Understanding Database Performance Based on Query Behavior

Introduction

In day-to-day database operations, a key responsibility of a DBA is to monitor database health, handle performance issues, and support customers in resolving problems efficiently. Database performance issues usually arise due to workload patterns, inefficient queries, or improper system and database configuration and schema design.

To effectively troubleshoot performance problems, it is essential to analyze running queries, understand their execution paths, and identify why certain queries are slow. Once the root cause is identified, performance issues can be resolved through proper query tuning, indexing strategies, and configuration adjustments.

Performance optimization is not only about creating indexes, choosing the correct data type for each column is equally important. For example, if you have a college table with a column like type, and the expected maximum length is around 200 characters, it is best to define it as VARCHAR(200) rather than using TEXT or VARCHAR(4000) without a clear requirement. Oversizing columns unnecessarily can increase storage usage, enlarge indexes, consume more memory, and potentially impact query performance due to larger row sizes and additional I/O. Defining column data types based strictly on business requirements ensures better efficiency, improved scalability, and optimal overall database performance.

However, database performance is not solely determined by queries. It is influenced by multiple factors, including:

Query design and execution behavior
Table and index bloat
Over-indexing or poorly designed indexes
Memory and I/O configuration
Proper table structure and data type selection

A structured approach is required to identify and fix slow queries. This approach focuses on the fundamentals:

Identifying problematic SQL statements
Reading and interpreting execution plans with purpose
Understanding how the database engine processes queries internally

By combining query-level analysis with system-level awareness, DBAs can accurately identify and resolve performance bottlenecks, delivering stable and predictable database performance.

--*--

(PROBLEM TO WORK ON): Can you reproduce the database performance text above in full, word for word?

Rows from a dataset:
--*--

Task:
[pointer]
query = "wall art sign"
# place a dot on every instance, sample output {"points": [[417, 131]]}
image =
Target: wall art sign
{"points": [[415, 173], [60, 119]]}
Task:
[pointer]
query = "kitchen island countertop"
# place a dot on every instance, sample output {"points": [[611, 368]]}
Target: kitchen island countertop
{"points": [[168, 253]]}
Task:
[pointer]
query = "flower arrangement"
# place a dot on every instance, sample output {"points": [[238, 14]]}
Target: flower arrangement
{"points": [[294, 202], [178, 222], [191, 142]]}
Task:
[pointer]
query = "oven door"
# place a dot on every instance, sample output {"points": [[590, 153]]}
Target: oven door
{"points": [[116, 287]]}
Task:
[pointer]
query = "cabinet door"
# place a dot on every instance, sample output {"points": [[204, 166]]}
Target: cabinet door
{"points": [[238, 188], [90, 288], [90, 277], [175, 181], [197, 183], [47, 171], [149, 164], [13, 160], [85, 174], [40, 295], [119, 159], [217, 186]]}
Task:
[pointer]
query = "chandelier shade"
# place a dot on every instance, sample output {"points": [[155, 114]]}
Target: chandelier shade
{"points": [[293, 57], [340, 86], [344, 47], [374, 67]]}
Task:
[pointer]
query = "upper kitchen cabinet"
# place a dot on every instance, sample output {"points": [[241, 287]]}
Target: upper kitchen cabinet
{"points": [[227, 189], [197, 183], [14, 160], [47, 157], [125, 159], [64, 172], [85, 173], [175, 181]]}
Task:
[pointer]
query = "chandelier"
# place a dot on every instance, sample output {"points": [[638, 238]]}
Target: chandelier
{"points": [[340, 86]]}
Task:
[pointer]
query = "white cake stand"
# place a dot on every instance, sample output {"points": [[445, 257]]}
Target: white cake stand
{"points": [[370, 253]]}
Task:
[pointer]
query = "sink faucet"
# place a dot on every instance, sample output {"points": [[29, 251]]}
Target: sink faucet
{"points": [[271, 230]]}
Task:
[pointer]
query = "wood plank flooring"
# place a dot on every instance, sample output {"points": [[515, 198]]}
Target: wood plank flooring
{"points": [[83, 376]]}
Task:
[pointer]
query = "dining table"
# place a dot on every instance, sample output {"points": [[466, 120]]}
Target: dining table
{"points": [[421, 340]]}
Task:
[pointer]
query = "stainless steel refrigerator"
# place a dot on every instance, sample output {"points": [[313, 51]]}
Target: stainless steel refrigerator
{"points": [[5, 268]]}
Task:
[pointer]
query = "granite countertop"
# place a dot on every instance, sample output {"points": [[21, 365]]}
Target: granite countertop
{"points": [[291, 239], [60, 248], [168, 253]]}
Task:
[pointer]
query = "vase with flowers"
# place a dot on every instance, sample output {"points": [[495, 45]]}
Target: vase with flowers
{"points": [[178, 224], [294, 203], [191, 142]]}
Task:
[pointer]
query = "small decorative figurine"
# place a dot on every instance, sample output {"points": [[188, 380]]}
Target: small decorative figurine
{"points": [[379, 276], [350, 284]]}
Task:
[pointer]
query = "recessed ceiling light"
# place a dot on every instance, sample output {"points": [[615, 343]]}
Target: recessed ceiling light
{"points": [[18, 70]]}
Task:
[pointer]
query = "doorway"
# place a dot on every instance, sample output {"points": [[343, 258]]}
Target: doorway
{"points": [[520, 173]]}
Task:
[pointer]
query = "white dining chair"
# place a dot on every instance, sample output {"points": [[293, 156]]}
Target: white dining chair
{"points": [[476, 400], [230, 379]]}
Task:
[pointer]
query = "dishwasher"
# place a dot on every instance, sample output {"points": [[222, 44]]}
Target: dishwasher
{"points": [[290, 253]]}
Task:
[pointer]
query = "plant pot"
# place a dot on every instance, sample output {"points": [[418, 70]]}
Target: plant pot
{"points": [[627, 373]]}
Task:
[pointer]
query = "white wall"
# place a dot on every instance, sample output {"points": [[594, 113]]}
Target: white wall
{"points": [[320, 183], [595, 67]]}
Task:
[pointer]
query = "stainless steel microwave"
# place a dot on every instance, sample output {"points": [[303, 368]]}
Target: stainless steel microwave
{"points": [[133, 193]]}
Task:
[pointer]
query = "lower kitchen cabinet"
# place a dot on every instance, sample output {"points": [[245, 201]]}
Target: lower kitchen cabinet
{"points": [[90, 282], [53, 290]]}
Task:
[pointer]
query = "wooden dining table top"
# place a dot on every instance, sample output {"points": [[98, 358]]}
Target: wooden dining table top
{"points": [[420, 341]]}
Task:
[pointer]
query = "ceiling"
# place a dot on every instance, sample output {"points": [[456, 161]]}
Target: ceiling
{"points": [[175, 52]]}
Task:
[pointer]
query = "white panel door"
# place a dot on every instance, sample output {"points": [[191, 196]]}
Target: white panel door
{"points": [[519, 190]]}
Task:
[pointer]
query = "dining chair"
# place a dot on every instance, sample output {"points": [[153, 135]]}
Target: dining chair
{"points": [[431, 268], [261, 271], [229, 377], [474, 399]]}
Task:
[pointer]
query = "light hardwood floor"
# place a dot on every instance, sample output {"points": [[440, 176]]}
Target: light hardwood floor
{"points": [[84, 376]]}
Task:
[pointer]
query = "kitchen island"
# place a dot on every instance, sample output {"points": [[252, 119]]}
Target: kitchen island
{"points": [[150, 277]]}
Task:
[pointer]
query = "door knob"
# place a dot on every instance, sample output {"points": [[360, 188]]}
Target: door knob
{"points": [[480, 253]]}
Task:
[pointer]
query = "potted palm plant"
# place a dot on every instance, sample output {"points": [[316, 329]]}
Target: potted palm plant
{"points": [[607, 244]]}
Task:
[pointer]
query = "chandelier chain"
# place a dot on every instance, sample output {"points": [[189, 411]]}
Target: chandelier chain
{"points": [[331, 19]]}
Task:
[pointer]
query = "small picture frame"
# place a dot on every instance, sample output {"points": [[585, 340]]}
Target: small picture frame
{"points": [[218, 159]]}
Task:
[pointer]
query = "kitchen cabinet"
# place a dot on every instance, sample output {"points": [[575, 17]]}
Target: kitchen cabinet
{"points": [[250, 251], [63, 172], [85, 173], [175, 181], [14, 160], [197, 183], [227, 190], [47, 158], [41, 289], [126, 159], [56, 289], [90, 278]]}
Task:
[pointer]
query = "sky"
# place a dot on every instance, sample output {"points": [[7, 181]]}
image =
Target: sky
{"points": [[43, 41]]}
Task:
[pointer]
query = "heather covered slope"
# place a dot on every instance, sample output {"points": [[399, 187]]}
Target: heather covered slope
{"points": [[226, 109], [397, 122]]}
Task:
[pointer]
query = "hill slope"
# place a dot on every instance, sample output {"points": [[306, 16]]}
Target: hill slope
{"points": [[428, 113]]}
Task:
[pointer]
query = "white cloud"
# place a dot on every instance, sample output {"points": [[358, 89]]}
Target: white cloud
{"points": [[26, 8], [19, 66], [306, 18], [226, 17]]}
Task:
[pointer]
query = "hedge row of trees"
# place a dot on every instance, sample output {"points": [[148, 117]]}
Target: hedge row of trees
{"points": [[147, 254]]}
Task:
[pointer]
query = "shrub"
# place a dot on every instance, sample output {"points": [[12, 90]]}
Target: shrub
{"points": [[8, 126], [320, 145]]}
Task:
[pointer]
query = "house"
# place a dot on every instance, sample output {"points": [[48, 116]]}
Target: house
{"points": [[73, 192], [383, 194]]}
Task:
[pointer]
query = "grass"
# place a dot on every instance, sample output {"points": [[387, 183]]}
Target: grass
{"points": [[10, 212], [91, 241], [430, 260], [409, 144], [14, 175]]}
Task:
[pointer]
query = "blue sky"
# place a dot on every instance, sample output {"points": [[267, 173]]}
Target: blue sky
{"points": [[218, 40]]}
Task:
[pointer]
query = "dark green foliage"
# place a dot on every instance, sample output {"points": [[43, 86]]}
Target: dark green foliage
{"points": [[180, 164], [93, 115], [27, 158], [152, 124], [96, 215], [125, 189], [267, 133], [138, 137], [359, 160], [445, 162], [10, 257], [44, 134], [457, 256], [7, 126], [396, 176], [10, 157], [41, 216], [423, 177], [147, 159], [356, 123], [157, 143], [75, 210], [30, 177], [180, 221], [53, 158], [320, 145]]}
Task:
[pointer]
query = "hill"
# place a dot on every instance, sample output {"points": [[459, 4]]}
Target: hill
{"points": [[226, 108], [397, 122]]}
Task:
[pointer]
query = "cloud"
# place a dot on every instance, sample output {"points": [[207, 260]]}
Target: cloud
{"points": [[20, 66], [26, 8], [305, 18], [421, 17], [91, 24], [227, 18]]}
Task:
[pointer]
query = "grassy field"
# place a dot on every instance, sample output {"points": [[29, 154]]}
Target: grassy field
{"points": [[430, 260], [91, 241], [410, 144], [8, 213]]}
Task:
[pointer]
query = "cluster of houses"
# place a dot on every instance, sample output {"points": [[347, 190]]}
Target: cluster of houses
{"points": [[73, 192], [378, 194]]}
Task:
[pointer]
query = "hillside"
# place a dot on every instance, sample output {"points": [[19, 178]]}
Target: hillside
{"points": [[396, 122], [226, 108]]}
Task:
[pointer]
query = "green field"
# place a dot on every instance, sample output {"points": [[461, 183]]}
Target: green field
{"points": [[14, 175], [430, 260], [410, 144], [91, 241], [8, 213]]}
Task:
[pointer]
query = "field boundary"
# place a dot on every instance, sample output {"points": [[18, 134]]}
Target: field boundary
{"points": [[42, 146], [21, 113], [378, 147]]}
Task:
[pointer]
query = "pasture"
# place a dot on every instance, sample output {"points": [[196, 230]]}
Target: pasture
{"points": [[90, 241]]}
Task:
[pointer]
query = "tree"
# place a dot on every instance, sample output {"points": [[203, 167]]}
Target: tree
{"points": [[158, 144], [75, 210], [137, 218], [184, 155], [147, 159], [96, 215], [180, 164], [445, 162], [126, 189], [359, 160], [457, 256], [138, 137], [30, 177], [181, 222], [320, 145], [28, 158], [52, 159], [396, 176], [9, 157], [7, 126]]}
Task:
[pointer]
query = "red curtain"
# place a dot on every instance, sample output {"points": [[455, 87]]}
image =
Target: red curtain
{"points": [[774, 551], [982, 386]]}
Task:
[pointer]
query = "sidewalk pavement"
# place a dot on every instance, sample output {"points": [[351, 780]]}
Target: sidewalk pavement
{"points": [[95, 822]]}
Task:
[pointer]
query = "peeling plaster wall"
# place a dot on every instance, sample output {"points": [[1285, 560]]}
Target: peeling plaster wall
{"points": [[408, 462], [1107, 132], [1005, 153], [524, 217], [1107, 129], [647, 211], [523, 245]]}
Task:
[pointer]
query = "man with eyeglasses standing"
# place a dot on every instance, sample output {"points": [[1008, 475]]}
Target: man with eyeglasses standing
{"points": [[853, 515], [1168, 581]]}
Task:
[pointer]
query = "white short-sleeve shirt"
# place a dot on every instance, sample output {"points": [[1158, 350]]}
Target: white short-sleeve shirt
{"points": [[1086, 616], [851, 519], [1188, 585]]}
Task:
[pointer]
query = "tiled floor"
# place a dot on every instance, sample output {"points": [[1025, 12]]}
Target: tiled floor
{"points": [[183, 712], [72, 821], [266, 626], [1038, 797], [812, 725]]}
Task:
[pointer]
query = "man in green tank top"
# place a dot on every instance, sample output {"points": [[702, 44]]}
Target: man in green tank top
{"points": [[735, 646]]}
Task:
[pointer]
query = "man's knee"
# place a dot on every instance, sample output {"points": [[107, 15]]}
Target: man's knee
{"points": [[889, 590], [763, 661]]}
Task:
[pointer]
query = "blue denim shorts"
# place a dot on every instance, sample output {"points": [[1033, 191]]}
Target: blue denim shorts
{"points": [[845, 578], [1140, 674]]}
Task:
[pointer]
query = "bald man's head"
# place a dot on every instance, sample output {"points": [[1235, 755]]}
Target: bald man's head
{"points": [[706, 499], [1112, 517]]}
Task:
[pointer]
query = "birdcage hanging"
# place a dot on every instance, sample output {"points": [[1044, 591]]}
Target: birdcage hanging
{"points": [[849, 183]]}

--*--

(TASK OUTPUT):
Understanding Database Performance Based on Query Behavior

Introduction

In day-to-day database operations, a key responsibility of a DBA is to monitor database health, handle performance issues, and support customers in resolving problems efficiently. Database performance issues usually arise due to workload patterns, inefficient queries, or improper system and database configuration and schema design.

To effectively troubleshoot performance problems, it is essential to analyze running queries, understand their execution paths, and identify why certain queries are slow. Once the root cause is identified, performance issues can be resolved through proper query tuning, indexing strategies, and configuration adjustments.

Performance optimization is not only about creating indexes, choosing the correct data type for each column is equally important. For example, if you have a college table with a column like type, and the expected maximum length is around 200 characters, it is best to define it as VARCHAR(200) rather than using TEXT or VARCHAR(4000) without a clear requirement. Oversizing columns unnecessarily can increase storage usage, enlarge indexes, consume more memory, and potentially impact query performance due to larger row sizes and additional I/O. Defining column data types based strictly on business requirements ensures better efficiency, improved scalability, and optimal overall database performance.

However, database performance is not solely determined by queries. It is influenced by multiple factors, including:

Query design and execution behavior
Table and index bloat
Over-indexing or poorly designed indexes
Memory and I/O configuration
Proper table structure and data type selection

A structured approach is required to identify and fix slow queries. This approach focuses on the fundamentals:

Identifying problematic SQL statements
Reading and interpreting execution plans with purpose
Understanding how the database engine processes queries internally

By combining query-level analysis with system-level awareness, DBAs can accurately identify and resolve performance bottlenecks, delivering stable and predictable database performance.